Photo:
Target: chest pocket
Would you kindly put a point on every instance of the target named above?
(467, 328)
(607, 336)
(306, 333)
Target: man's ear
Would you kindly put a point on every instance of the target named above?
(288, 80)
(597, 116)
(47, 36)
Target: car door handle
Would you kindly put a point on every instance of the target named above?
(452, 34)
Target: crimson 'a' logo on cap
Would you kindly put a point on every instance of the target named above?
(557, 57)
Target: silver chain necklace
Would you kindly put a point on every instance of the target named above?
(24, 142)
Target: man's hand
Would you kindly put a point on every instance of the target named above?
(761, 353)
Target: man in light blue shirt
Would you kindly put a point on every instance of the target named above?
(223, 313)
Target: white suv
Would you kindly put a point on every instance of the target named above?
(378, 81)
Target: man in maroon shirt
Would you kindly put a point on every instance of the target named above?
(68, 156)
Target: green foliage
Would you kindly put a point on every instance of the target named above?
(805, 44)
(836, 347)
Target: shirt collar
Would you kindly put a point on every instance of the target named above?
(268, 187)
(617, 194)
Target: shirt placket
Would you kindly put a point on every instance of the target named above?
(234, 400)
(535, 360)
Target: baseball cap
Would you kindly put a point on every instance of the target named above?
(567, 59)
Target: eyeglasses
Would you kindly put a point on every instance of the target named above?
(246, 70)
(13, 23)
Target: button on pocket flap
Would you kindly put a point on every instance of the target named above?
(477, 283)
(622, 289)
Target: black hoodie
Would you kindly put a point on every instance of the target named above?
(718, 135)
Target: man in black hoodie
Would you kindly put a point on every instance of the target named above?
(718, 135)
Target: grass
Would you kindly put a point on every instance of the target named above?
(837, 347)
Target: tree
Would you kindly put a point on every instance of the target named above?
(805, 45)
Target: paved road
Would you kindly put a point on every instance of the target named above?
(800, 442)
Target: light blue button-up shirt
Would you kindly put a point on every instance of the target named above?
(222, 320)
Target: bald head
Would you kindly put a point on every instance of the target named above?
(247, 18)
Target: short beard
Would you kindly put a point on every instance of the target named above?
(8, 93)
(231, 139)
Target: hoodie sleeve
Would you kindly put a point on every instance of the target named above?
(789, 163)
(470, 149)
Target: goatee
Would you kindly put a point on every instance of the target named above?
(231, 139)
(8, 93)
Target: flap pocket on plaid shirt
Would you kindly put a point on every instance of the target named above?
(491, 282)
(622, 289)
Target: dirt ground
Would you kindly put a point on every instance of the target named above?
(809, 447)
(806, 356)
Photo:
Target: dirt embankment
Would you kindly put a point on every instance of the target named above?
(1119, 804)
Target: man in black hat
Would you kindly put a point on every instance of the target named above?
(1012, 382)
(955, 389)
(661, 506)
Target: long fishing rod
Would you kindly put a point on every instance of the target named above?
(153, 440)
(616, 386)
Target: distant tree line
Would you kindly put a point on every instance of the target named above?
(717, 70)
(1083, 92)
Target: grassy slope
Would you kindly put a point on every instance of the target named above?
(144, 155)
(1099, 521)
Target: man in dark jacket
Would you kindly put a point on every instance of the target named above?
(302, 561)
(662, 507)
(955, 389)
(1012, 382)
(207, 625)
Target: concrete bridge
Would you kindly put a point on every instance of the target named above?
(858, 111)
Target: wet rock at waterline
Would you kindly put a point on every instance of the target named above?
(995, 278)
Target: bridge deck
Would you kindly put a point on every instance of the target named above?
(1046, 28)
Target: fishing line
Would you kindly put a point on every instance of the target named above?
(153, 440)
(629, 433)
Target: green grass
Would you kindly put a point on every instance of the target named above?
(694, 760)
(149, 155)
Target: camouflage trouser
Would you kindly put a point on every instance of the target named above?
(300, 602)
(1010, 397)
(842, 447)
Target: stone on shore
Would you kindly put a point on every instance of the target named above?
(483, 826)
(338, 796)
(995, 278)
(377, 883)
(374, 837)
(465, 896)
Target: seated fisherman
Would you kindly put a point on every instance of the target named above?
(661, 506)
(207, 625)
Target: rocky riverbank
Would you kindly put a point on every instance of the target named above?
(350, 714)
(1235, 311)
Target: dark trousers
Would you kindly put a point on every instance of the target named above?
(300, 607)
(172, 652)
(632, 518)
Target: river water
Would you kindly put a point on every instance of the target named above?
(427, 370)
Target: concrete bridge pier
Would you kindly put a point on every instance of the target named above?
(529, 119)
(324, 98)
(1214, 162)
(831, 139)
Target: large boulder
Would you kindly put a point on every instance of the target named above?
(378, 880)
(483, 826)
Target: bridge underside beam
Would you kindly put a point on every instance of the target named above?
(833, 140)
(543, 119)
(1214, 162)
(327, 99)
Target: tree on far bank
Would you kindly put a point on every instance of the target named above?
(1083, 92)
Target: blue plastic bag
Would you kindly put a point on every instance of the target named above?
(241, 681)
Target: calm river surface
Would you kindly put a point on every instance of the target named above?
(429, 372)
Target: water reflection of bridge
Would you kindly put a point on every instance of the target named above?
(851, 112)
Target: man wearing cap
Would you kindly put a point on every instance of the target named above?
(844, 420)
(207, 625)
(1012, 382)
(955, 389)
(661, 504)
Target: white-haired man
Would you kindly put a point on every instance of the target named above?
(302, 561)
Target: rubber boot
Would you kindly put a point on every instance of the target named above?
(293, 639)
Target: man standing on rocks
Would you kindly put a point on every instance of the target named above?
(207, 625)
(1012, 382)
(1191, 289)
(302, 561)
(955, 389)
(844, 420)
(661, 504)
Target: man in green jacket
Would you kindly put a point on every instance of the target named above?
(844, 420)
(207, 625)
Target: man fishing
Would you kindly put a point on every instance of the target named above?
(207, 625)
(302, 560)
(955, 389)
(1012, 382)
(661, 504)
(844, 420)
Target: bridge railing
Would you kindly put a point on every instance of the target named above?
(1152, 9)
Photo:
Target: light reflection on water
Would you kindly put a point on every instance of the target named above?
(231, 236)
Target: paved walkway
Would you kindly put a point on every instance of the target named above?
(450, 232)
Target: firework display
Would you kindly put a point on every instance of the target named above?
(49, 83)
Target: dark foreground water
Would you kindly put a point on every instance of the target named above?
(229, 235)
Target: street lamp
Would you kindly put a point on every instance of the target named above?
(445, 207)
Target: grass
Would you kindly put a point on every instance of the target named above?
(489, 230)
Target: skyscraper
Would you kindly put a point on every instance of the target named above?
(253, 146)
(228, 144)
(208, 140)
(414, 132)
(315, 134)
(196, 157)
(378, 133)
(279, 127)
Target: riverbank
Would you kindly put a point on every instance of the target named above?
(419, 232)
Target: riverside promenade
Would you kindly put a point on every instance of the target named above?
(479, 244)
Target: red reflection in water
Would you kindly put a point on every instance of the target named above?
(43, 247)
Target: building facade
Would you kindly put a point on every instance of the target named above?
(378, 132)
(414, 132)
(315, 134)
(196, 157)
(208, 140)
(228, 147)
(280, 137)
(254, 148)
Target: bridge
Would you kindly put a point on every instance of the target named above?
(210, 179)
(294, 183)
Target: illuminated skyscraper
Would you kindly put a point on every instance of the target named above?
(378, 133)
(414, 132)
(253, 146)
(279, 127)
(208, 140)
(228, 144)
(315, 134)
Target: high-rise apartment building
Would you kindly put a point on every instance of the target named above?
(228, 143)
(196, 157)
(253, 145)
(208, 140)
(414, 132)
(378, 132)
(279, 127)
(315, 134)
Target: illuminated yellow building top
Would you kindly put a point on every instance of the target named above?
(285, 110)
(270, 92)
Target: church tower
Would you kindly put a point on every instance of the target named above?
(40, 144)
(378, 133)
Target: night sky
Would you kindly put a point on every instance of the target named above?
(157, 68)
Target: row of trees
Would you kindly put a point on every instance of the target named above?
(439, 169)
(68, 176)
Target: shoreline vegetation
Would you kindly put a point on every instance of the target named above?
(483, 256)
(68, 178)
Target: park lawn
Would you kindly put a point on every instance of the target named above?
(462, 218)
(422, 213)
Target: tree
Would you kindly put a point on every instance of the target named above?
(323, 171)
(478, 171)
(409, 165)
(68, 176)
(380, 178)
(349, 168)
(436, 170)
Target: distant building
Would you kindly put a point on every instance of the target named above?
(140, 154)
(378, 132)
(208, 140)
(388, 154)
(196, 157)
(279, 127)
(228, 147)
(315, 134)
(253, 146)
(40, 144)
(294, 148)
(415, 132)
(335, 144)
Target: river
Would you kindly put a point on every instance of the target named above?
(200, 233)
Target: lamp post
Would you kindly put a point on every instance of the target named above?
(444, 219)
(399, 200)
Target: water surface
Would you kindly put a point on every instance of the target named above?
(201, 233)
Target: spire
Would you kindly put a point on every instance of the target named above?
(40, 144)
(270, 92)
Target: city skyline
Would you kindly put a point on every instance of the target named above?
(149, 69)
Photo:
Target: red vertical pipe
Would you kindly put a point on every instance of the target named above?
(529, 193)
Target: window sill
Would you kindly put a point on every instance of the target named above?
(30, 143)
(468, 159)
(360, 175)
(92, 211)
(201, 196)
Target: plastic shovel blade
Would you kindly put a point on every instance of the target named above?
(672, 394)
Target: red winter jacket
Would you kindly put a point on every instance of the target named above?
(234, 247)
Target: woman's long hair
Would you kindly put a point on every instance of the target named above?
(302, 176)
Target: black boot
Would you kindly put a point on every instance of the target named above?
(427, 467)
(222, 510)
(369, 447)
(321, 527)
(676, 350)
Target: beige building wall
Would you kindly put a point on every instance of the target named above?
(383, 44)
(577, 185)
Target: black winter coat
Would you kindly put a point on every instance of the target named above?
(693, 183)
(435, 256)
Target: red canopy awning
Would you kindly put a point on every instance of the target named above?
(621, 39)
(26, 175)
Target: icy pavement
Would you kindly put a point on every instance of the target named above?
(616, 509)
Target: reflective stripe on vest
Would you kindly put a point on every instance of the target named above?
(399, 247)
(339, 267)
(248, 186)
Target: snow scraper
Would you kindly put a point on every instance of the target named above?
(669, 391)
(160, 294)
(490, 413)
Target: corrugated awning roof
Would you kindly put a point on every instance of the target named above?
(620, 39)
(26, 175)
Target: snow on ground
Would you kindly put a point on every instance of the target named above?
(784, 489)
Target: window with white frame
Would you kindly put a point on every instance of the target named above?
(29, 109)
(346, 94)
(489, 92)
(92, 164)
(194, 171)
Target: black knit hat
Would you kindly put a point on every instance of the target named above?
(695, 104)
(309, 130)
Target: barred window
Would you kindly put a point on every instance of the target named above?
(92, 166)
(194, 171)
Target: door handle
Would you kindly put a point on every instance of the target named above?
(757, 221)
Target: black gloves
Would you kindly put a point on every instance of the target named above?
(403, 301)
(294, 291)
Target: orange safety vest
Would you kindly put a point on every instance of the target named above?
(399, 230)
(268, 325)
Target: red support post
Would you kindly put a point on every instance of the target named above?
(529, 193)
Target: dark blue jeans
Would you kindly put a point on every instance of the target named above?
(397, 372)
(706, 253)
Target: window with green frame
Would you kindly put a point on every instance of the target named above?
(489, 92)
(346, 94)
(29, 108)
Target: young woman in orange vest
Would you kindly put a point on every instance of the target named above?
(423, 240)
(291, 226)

Exercise prompt
Using the records above, copy word for word the line with "Target: stone on shore", the line with "Target: concrete bridge pier", and every line between them.

Written solution
Target: stone on shore
Would you kindly put a point on every instance of the target named above?
(483, 826)
(338, 796)
(995, 278)
(377, 883)
(374, 837)
(465, 896)
Target: seated fisherman
Would you kindly put a point on every instance of the target named above?
(661, 506)
(207, 625)
Target: rocky riverbank
Would you kindly put a point on every instance of the target named above?
(350, 714)
(1235, 311)
Target: dark trousers
Would you kindly put a point on every instance of the target named above?
(300, 607)
(172, 652)
(632, 518)
Target: river water
Would you kindly put a point on every instance of the target named above?
(427, 370)
Target: concrete bridge pier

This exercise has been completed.